··· Entries supplied

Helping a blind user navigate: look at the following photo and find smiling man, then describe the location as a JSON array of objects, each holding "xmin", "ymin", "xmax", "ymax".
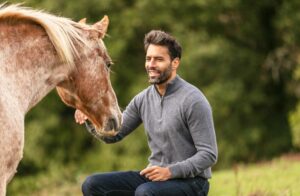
[{"xmin": 75, "ymin": 30, "xmax": 218, "ymax": 196}]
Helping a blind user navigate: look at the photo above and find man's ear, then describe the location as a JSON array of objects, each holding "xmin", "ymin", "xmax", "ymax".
[{"xmin": 172, "ymin": 57, "xmax": 180, "ymax": 70}]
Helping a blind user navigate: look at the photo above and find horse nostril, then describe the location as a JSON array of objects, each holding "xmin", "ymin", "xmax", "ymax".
[{"xmin": 104, "ymin": 118, "xmax": 117, "ymax": 131}]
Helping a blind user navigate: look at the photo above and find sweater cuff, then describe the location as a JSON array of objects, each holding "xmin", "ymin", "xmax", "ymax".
[{"xmin": 169, "ymin": 165, "xmax": 183, "ymax": 179}]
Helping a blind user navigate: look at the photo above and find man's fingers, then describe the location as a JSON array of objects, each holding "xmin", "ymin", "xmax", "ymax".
[{"xmin": 140, "ymin": 167, "xmax": 155, "ymax": 175}]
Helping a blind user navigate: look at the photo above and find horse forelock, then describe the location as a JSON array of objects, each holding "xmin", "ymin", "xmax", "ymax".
[{"xmin": 0, "ymin": 4, "xmax": 86, "ymax": 69}]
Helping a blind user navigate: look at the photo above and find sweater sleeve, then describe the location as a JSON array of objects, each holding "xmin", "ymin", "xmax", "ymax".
[
  {"xmin": 169, "ymin": 97, "xmax": 218, "ymax": 178},
  {"xmin": 85, "ymin": 97, "xmax": 142, "ymax": 144}
]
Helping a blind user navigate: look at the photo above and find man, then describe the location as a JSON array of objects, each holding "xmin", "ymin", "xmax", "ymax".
[{"xmin": 75, "ymin": 30, "xmax": 217, "ymax": 196}]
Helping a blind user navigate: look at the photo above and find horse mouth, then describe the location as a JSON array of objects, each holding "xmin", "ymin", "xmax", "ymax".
[{"xmin": 86, "ymin": 119, "xmax": 119, "ymax": 140}]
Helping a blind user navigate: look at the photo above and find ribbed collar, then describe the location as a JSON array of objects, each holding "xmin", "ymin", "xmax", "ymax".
[{"xmin": 152, "ymin": 75, "xmax": 182, "ymax": 97}]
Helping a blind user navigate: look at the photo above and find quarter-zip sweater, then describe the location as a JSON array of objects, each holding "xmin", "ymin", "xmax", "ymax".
[{"xmin": 92, "ymin": 75, "xmax": 217, "ymax": 178}]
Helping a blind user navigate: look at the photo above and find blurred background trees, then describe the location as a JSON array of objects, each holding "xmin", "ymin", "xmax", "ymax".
[{"xmin": 4, "ymin": 0, "xmax": 300, "ymax": 192}]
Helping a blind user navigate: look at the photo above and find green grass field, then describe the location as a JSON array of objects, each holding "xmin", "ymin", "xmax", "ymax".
[
  {"xmin": 209, "ymin": 155, "xmax": 300, "ymax": 196},
  {"xmin": 7, "ymin": 155, "xmax": 300, "ymax": 196}
]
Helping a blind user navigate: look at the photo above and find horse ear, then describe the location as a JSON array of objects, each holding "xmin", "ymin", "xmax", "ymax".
[
  {"xmin": 93, "ymin": 15, "xmax": 109, "ymax": 39},
  {"xmin": 78, "ymin": 18, "xmax": 86, "ymax": 24}
]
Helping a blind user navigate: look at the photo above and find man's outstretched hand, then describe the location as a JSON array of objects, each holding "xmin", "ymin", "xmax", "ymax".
[
  {"xmin": 74, "ymin": 109, "xmax": 88, "ymax": 124},
  {"xmin": 140, "ymin": 166, "xmax": 171, "ymax": 181}
]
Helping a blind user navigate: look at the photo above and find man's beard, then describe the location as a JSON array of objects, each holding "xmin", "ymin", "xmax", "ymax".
[{"xmin": 147, "ymin": 64, "xmax": 172, "ymax": 84}]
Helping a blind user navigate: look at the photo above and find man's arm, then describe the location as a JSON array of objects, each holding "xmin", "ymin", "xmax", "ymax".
[{"xmin": 169, "ymin": 98, "xmax": 218, "ymax": 178}]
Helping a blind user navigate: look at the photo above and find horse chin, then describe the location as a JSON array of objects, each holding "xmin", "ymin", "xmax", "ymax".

······

◆ **What to do**: Pick out every line of the listing above that contains the word "horse", matching case exactly.

◆ **Written answer**:
Helping a blind user navigate: look at the photo above and find horse nostril, then describe the location as a JSON array of objects, each holding "xmin", "ymin", "xmax", "ymax".
Helping a blind user navigate: look at the photo above and find horse forelock, then describe the location as a JSON array of objects, each holding "xmin", "ymin", "xmax", "ymax".
Helping a blind user navigate: look at the photo above and find horse mouth, then describe the location as a JSON array of objects, each holding "xmin", "ymin", "xmax", "ymax".
Helping a blind user navigate: look at the photo above and find horse ear, then describe the location as a JSON array of objects, each holding "xmin", "ymin", "xmax", "ymax".
Helping a blind user navigate: look at the photo above and find horse chin, then describe the location as a JSON array of objects, each holding "xmin", "ymin", "xmax", "ymax".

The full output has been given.